CARL LEOPOLD NETTER

* 29. Januar 1864 in Bühl (Baden); † 14. Juni 1922 in Baden-Baden

Zum diesjährigen 93. Todestag des Industriellen, Mäzens und Gemeindefunktionärs

Carl Leopold Netter war der Sohn eines Bühler Eisenwarenhändlers. Er führte das väterliche Unternehmen, in dessen Leitung er nach dem Tod seines Bruders Emil Netter 1885 einstieg, zu bedeutendem wirtschaftlichen Erfolg. Die Firma, die bereits 1873 unter dem Namen ‚Wolf Netter & Jacobi‘ durch Salomon Jacobi auch in Straßburg etabliert werden konnte, wurde unter Leitung von Carl Leopold und Josef Netter zu einem der führenden Stahlwarenhersteller. Unter Netters Direktion stand insbesondere das zum Unternehmen gehörende Werk in Berlin-Adlershof. In Berlin war er Mitglied des Ältestenrates der Kaufmannschaft und ehrenamtlich als Handelsrichter bei der Kammer für Handelssachen am Landgericht I tätig.

## Deine Aufgabe
Übersetze aus dem Text über Carl Leopold Netter diesen Satz ins Englische: „Carl Leopold Netter war der Sohn eines Bühler Eisenwarenhändlers.“ Das Material hat nichts mit dem Text zu tun.

## Verfügbare Daten
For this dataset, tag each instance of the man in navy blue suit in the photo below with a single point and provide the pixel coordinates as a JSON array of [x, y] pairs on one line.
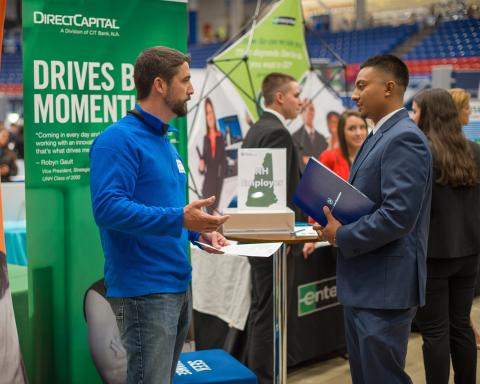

## Lösung
Carl Leopold Netter was the son of a hardware merchant from Bühl.